* Begin Records for the exercise *
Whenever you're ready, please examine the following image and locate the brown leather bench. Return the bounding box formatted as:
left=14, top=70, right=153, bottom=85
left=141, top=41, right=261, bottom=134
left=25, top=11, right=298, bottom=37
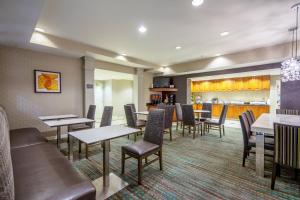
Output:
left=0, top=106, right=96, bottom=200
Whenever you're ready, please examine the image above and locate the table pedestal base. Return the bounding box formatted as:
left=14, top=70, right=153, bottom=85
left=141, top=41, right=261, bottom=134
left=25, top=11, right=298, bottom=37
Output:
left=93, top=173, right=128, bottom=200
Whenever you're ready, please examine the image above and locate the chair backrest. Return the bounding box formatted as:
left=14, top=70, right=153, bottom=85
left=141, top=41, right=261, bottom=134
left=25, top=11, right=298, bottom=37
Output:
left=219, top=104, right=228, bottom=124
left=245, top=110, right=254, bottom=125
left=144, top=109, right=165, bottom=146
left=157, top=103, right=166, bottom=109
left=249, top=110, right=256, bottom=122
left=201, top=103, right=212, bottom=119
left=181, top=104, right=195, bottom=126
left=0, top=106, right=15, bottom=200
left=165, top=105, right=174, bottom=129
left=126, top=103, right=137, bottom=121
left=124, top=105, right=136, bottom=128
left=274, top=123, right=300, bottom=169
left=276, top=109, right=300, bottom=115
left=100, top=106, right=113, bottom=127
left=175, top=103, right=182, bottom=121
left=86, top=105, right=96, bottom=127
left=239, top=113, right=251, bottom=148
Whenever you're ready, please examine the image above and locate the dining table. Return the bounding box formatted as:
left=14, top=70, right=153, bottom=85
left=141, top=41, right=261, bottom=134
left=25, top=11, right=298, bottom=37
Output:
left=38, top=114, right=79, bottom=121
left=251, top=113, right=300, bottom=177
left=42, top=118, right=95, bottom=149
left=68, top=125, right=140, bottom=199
* End Records for the exercise *
* Begin Records for the exercise *
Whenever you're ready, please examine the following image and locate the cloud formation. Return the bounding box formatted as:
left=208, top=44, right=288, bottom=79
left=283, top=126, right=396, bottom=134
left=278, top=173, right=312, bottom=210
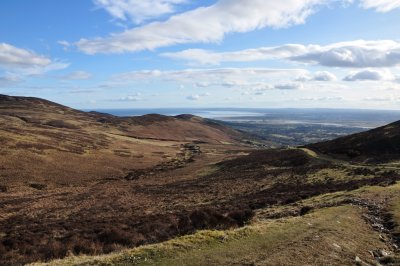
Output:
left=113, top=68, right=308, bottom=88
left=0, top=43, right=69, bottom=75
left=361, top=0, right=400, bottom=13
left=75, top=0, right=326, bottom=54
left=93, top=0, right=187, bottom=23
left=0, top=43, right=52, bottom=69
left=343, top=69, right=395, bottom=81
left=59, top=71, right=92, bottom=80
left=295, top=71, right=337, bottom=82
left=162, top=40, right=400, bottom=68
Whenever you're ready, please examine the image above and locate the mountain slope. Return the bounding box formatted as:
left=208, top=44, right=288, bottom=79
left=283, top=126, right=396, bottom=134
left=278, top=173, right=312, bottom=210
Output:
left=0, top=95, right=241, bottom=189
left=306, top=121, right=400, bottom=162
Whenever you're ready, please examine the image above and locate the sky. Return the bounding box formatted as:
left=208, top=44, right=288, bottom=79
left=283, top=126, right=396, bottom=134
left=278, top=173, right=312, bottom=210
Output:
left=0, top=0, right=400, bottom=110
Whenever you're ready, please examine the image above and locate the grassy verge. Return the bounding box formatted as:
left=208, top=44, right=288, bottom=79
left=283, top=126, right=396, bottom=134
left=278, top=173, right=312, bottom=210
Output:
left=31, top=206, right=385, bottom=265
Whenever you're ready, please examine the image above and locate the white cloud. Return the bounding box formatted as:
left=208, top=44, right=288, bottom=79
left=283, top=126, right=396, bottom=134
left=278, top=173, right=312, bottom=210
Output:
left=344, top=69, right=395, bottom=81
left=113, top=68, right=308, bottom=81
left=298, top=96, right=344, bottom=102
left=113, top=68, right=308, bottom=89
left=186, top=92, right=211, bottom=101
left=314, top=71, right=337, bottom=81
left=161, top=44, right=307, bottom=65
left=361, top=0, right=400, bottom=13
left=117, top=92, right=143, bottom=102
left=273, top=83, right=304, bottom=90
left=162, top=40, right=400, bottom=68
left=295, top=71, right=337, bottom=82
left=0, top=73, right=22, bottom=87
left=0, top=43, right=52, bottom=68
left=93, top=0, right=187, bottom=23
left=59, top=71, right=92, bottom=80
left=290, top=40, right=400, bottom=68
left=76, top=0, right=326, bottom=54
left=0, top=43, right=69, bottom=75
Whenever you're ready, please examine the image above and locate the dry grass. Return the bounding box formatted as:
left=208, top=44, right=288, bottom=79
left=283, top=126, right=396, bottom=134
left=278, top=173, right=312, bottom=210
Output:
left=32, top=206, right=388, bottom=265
* End Records for the exercise *
* Begin Records for the exercise *
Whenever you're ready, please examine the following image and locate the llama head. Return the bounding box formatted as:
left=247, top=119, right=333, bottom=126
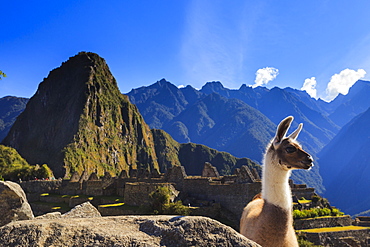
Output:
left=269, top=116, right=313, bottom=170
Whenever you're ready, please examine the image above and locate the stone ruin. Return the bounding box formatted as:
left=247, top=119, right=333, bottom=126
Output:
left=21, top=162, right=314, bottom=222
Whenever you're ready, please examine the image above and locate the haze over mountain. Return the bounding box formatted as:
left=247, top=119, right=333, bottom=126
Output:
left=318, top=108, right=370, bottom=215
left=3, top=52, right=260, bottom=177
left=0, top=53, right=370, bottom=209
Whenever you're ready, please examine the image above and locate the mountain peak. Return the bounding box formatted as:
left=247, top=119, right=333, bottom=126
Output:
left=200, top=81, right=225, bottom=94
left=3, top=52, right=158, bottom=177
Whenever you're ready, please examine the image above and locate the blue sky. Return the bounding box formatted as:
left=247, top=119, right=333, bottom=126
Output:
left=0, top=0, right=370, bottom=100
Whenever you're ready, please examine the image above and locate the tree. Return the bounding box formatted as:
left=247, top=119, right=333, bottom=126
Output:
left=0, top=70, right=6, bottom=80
* End Records for the exercise *
▶ _Request_: Repeat the lines above, starting at the line that has "locate the brown" and ending after the line that has "left=0, top=106, right=96, bottom=200". Leave the picture out.

▶ _Expected answer_:
Whenever you're ready, please examine the following image and locate the brown leather bench. Return the bounding box formatted as:
left=14, top=70, right=153, bottom=85
left=141, top=41, right=261, bottom=134
left=25, top=11, right=298, bottom=37
Output:
left=0, top=106, right=96, bottom=200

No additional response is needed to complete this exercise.